• [Data in this exercise]
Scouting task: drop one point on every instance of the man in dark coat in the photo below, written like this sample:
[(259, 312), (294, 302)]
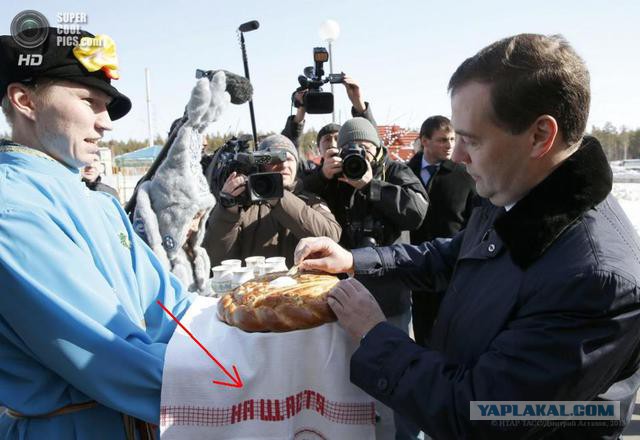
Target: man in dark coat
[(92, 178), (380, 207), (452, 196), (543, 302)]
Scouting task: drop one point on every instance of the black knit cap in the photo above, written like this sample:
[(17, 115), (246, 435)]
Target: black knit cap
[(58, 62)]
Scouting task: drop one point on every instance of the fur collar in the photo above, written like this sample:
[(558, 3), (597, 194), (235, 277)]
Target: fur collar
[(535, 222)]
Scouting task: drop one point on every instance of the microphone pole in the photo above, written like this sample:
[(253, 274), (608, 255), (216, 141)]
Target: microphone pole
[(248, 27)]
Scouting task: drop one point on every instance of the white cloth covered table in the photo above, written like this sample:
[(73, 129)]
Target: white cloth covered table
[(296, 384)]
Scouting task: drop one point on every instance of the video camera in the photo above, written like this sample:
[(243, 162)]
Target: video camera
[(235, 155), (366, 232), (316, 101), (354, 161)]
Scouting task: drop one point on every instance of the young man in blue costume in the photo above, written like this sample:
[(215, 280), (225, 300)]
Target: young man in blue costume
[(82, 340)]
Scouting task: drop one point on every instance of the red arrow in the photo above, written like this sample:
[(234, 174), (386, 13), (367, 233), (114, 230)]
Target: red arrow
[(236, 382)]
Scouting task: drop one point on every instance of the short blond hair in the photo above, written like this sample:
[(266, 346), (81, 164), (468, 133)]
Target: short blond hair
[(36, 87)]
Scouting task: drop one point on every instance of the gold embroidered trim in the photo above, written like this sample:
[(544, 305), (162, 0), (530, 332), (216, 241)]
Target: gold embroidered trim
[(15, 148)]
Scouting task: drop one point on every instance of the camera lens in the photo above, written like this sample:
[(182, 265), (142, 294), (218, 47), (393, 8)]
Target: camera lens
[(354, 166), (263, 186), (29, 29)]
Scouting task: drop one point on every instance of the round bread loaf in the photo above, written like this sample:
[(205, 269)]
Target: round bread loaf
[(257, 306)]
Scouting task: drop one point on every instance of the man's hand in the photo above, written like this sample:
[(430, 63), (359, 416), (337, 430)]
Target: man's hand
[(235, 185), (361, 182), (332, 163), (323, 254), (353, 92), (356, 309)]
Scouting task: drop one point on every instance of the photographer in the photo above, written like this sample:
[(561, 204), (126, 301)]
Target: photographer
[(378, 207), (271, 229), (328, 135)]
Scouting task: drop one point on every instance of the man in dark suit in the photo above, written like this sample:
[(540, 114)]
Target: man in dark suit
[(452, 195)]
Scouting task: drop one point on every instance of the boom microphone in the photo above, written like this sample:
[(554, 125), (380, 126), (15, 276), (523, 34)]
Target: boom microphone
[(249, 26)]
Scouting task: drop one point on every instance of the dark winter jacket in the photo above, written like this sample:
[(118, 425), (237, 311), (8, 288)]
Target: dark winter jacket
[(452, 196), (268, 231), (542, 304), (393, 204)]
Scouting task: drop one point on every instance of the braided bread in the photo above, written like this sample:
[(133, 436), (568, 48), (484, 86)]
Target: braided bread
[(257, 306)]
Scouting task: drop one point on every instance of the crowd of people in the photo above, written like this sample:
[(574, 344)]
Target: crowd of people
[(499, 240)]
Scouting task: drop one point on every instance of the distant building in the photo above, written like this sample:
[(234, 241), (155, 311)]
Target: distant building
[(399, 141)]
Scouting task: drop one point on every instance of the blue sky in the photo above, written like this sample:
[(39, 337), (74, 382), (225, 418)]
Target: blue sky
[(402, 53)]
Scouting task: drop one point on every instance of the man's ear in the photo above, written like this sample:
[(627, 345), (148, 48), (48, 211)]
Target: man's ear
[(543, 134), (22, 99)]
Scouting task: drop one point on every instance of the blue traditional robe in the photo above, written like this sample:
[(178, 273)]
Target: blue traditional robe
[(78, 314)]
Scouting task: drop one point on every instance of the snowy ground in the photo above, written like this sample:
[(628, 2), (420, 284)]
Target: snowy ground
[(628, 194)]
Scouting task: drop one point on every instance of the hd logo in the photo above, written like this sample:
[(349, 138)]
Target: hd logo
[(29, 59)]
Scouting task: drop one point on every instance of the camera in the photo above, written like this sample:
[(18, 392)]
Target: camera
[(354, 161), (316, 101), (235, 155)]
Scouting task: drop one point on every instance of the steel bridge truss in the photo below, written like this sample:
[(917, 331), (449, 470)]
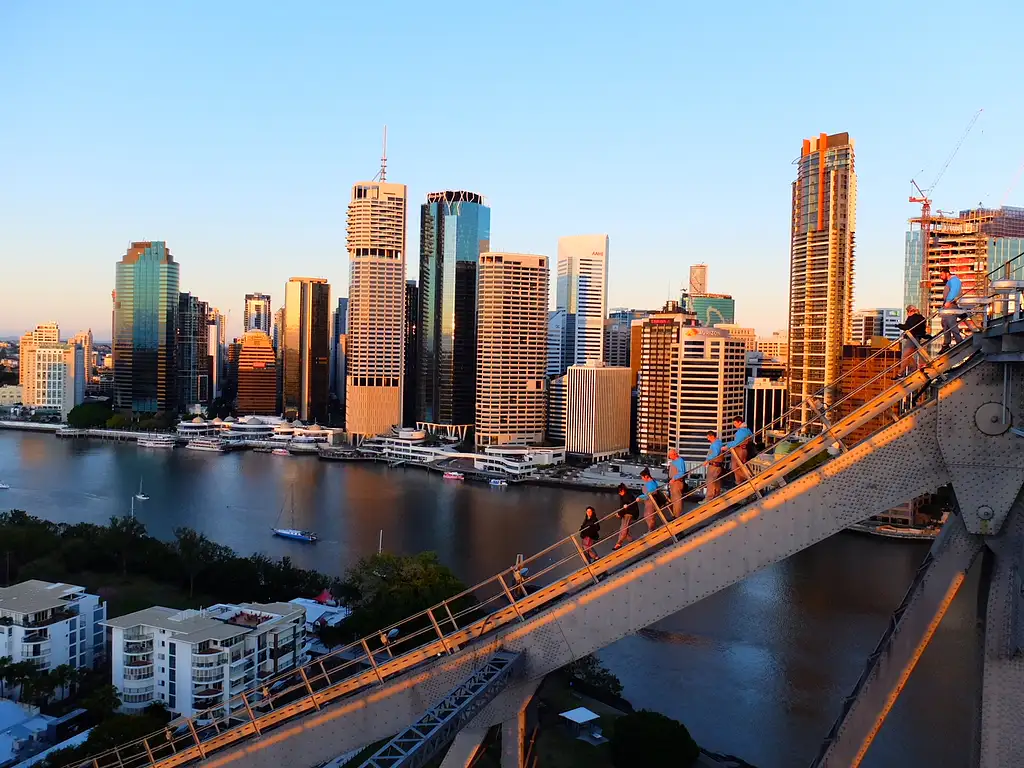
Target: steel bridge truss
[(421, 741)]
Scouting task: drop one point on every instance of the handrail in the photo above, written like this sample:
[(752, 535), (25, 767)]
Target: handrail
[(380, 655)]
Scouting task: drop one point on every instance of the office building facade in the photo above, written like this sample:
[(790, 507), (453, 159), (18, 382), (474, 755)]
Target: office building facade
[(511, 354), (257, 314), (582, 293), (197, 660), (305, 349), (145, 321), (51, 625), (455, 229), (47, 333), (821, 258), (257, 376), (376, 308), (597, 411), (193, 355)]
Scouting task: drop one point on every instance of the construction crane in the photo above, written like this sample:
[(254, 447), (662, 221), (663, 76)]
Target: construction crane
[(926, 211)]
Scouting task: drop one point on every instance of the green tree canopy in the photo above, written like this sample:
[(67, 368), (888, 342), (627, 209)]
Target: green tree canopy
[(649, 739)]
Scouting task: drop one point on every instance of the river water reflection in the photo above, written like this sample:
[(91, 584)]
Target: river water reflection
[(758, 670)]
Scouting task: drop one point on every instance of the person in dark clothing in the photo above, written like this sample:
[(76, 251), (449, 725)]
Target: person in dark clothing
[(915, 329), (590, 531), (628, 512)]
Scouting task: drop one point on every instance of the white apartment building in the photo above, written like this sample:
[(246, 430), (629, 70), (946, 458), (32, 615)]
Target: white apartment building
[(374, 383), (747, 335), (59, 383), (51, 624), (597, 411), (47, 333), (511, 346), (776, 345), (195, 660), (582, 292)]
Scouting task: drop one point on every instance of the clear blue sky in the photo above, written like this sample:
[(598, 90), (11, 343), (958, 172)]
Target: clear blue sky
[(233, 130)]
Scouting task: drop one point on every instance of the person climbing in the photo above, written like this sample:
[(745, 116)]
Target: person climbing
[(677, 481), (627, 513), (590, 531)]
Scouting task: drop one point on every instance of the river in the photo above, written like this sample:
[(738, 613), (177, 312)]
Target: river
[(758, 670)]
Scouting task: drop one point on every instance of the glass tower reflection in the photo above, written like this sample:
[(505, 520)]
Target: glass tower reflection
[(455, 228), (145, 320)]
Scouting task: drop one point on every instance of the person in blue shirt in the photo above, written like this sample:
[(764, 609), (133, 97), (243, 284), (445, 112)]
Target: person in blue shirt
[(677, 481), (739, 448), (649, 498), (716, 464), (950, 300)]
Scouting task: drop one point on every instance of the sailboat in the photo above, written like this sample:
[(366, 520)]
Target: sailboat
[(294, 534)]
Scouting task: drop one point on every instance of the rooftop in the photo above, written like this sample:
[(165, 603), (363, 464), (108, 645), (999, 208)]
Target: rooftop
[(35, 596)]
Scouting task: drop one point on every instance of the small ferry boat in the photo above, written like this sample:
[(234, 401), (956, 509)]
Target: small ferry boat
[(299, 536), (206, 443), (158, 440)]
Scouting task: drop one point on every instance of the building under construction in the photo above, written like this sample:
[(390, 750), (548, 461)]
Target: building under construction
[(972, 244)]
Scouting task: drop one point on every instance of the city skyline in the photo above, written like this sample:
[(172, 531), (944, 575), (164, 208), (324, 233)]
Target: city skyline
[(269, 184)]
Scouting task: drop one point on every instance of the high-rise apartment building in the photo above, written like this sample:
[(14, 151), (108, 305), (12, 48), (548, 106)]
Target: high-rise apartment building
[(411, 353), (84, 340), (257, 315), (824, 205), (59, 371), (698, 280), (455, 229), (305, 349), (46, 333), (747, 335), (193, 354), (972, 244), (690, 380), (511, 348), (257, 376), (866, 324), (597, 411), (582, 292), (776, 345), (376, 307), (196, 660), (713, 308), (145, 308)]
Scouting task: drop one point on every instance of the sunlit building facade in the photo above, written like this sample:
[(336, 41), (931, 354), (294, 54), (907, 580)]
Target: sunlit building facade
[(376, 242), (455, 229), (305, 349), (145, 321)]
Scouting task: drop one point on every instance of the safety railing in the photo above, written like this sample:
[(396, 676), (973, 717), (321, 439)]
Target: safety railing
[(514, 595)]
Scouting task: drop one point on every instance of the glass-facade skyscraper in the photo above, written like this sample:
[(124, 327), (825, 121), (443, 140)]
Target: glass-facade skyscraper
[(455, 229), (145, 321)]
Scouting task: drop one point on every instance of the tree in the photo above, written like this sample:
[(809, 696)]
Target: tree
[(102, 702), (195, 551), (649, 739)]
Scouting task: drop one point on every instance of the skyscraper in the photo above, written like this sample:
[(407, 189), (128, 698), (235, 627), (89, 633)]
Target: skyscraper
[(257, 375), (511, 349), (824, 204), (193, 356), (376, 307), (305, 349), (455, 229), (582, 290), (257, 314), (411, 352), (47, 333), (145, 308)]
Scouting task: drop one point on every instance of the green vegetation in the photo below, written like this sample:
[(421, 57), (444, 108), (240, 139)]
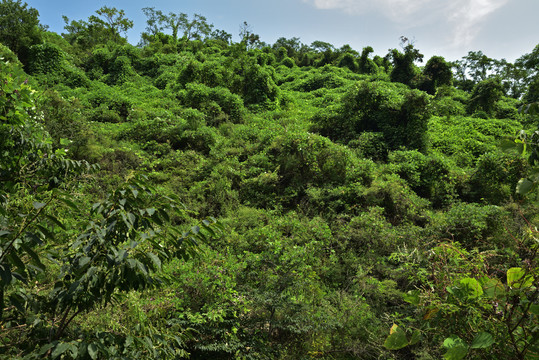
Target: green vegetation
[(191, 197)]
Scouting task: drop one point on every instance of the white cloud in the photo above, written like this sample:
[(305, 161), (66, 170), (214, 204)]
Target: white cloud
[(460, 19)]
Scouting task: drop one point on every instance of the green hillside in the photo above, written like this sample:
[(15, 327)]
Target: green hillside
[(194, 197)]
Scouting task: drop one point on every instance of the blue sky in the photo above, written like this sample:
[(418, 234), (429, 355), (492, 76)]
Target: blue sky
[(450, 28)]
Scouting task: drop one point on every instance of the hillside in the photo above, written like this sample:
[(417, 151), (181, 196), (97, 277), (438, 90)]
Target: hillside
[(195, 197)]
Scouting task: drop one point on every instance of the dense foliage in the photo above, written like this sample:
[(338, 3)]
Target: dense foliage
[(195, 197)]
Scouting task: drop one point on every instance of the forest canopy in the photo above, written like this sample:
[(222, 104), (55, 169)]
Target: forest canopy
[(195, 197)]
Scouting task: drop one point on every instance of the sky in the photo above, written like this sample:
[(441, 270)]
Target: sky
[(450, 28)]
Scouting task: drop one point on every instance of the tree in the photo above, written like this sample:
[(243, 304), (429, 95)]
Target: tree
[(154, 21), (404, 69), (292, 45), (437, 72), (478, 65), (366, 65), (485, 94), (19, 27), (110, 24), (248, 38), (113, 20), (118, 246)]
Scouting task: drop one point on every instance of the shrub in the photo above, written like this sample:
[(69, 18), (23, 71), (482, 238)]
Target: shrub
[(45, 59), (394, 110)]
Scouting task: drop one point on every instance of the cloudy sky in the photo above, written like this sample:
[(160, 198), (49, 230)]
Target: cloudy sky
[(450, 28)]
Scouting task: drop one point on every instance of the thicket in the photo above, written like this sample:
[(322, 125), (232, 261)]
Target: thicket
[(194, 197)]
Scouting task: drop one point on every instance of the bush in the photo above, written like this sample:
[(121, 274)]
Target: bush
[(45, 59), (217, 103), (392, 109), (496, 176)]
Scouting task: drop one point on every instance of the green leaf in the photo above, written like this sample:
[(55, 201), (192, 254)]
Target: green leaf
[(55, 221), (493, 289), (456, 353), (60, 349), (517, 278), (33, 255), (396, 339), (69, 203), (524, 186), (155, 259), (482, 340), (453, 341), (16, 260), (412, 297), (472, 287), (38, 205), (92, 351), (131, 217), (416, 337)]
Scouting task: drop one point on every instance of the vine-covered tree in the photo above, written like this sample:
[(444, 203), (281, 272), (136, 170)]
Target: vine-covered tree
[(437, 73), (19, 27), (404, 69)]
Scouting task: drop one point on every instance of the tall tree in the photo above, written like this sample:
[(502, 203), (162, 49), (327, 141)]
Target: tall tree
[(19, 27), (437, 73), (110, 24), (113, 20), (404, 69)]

• [Problem to solve] Replace "drop" with "place" in the records from the first line through the line with "[(236, 382)]", and write those lines out again with nothing else changed. Leave the pictures out.

• [Solution to this task]
Scouting task: place one point on every instance of the man in dark coat in the photo below, written like this sample:
[(259, 312), (294, 302)]
Target: man in dark coat
[(92, 178), (380, 207), (452, 196), (543, 302)]
Scouting task: place one point on every instance of the black knit cap in the photo above, written like this sample:
[(17, 115), (246, 435)]
Target: black knit cap
[(58, 62)]
Scouting task: place one point on every instance of the fur collar in the photo above, written like this sample:
[(558, 3), (597, 194), (235, 277)]
Target: fur collar
[(535, 222)]
Scouting task: place one point on every instance of the microphone pole in the photo above, written like this sample:
[(253, 274), (608, 255), (216, 141)]
Target: microphone pole
[(248, 27)]
Scouting task: place one point on every instance of the white cloth covered table in the photo above, written like this sample:
[(73, 129)]
Target: white cloth covered table
[(296, 384)]
Scouting task: place one point on every instance of the video camera in the photo above, written like this sample:
[(243, 162)]
Target: video camera
[(235, 155), (366, 232), (316, 101), (354, 161)]
Scouting task: place one point on every instance of the young man in blue costume in the photo above, written like this sample:
[(215, 280), (225, 300)]
Target: young man in blue costume
[(82, 340)]
Scouting task: place one point on every instance of the red arrow in the photo above, written like this sample:
[(234, 174), (386, 13), (367, 233), (114, 230)]
Target: red arrow
[(236, 382)]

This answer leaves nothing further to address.